* **PERINTAH TERTULIS A**
Tentukan apakah setiap pernyataan berikut sesuai dengan kutipan teks tentang pengamen di Serang: (i) Resta memainkan bongo dari paralon yang dibungkus karet ban bekas; (ii) mereka mengamen hingga pukul 08.00 malam; (iii) dalam sehari mereka mendapat 50 ribu. Jawab ya atau tidak untuk masing-masing, disertai kutipan persis dari teks yang menjadi dasarnya.

* **KUTIPAN TEKS**
+++++

Setiap hari, hampir setiap persimpangan lampu merah di Serang, banyak anak-anak jalanan berkeliaran. Dengan berbekal ukulele, bongo, atau tutup limun yang disulap menjadi kecrek, mereka siap beraksi. Layaknya artis, mereka bernyanyi di bawah terik matahari diantara himpitan kendaraan beroda empat atau dua yang menunggu lampu hijau menyala. Tanda kendaraan boleh jalan. Kalau diamati mereka seharusnya bukan berada di jalanan, tapi berada di tempat yang layak seperti anak-anak sewajarnya, yaitu di sekolah, mengingat usia mereka masih sangat muda.


Dengan pakain lusuh dan sedikit kumal ala anak-anak Punk, Asep (20), Qmong (16) dan Resta (15) menjajakan suaranya di perempatan lampu merah di kawasan Sumur Pecung Serang. Satu persatu mobil yang berhenti mereka datangi sambil menyanyikan sebuah lagu, dan menanti sedikit kebaikan para pengendara untuk memberikan uang. Asep terlihat asik menggenjreng ukulelenya sambil menyanyikan lagu jalanan khas pengamen, Resta asik menabuh bongo yang terbuat dari paralon yang dibungkus dengan karet ban bekas. Wajah mereka sesekali tersenyum ketika salah satu pengendara menjulurkan tangan dari dalam mobil untuk memberikan recehan, kalau pun tak di berikan uang dan mendapat perlakuan yang kurang mengenakan dari pengendara, mereka berlalu pergi dan berganti ke kendaraan lain. Kembali mengharapkan uang recehan.

Hampir setiap hari mereka mengamen, perempatan lampu merah di Serang ia jajaki satu persatu, mulai dari pukul 09.00 pagi hingga sekira pukul 05.00 sore. Mereka, rasanya tak pernah lelah untuk mengamen. Bahkan, mereka terlihat riang, lantaran ngamen adalah rutinitas yang utama. “Paling enak, jam segini ngamen disini (Lampu merah-red) atau nggak di alun-alun Serang,” ujar Asep ketika ditemui Radar Banten, Kamis (23/4) lalu. Setiap ngamen, dalam sehari mereka bisa mengantongi uang 20-25 ribu. Tak banyak memang, tapi bagi mereka asalkan cukup untuk makan sudah merasa senang.

+++++

* **Baris dataset tentang lokasi objek**
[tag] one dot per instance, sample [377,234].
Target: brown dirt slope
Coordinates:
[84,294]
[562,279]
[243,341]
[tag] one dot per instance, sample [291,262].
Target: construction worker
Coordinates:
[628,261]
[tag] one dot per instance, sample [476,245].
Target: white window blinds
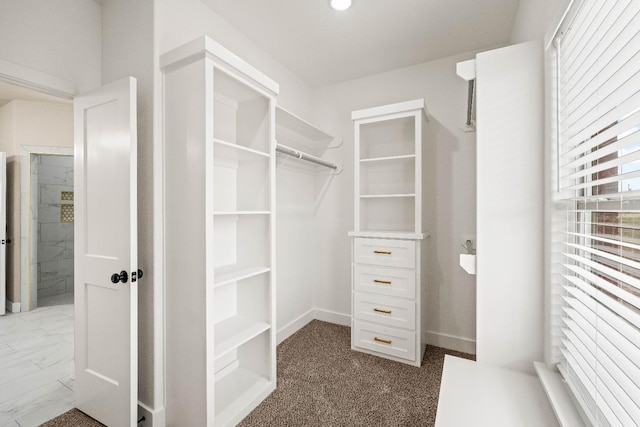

+++++

* **PERINTAH TERTULIS B**
Pilih setiap baris data yang memuat kata "instance".

* **HASIL AKHIR A**
(i) Ya: "Resta asik menabuh bongo yang terbuat dari paralon yang dibungkus dengan karet ban bekas."
(ii) Tidak: "mulai dari pukul 09.00 pagi hingga sekira pukul 05.00 sore."
(iii) Tidak: "dalam sehari mereka bisa mengantongi uang 20-25 ribu."

* **HASIL AKHIR B**
[tag] one dot per instance, sample [377,234].
[tag] one dot per instance, sample [291,262].
[tag] one dot per instance, sample [476,245].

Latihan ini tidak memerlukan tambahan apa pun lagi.